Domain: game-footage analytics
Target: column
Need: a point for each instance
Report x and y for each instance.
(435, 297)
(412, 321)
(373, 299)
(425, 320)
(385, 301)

**Problem requirements:**
Reproduce the entries above word for word.

**In response:**
Domain: game-footage analytics
Target: column
Need: a point for each instance
Report x and y for each instance.
(435, 297)
(412, 321)
(373, 299)
(425, 320)
(385, 301)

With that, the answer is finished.